*WHAT THE EXERCISE ASKS*.
Write out the material again word for word, dropping any images it holds.

---------- PROVIDED INFORMATION ----------

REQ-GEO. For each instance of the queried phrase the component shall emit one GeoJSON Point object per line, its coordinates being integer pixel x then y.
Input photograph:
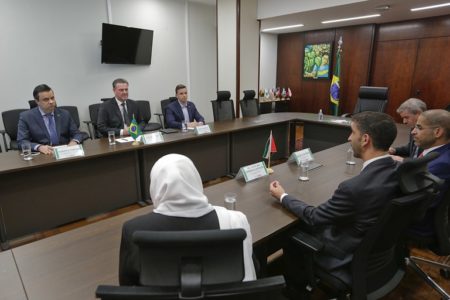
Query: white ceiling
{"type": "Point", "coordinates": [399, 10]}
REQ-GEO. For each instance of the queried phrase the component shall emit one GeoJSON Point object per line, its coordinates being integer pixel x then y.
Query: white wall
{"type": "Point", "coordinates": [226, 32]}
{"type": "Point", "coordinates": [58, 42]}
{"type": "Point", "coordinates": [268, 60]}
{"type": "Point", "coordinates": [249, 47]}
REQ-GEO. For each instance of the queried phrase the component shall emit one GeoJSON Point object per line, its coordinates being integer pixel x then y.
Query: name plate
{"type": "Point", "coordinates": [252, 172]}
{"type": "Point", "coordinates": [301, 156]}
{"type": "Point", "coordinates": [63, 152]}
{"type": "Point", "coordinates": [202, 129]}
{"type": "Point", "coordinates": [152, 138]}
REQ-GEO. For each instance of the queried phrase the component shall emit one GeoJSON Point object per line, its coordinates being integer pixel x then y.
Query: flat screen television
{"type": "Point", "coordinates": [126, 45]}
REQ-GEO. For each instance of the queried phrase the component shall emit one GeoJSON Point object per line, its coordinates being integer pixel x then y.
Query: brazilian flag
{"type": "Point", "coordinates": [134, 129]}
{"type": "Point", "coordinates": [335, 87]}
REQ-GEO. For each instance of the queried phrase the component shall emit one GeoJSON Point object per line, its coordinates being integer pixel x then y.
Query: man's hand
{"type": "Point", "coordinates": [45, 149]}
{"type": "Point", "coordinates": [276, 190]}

----------

*ANSWER IN FULL*.
REQ-GEO. For each instance of the queried phrase the component shall emit one GeoJSON Point object per line, its coordinates being integer pixel x then y.
Input photograph:
Query: white ceiling
{"type": "Point", "coordinates": [399, 10]}
REQ-GEO. For each instance of the queried phrase the component shall emit one GeoJSON Point object per line, its coordinates being integer pixel x then y.
Query: white wall
{"type": "Point", "coordinates": [226, 32]}
{"type": "Point", "coordinates": [58, 42]}
{"type": "Point", "coordinates": [268, 60]}
{"type": "Point", "coordinates": [249, 47]}
REQ-GEO. For each instance of the queried phrase the component shall emit one GeoJSON Point object per line, its coordinates being integer pixel x then y.
Query: name plate
{"type": "Point", "coordinates": [252, 172]}
{"type": "Point", "coordinates": [301, 156]}
{"type": "Point", "coordinates": [63, 152]}
{"type": "Point", "coordinates": [202, 129]}
{"type": "Point", "coordinates": [152, 138]}
REQ-GEO. For each instance of the queried phrase the component shall emit one GeoJSON Point object per line, its coordinates being integer pixel x then y.
Query: flat screen television
{"type": "Point", "coordinates": [126, 45]}
REQ-GEO. For each instance of the queried phrase the component shall emit one GeoJSON Point object per line, its coordinates being integer pixel x then y.
Query: brazilian flag
{"type": "Point", "coordinates": [134, 129]}
{"type": "Point", "coordinates": [335, 87]}
REQ-GEO. For each instance of the queried phrase the component shall emit one GeoJSON Point object per line, its coordinates being integer pixel x then y.
Query: man's hand
{"type": "Point", "coordinates": [45, 149]}
{"type": "Point", "coordinates": [276, 190]}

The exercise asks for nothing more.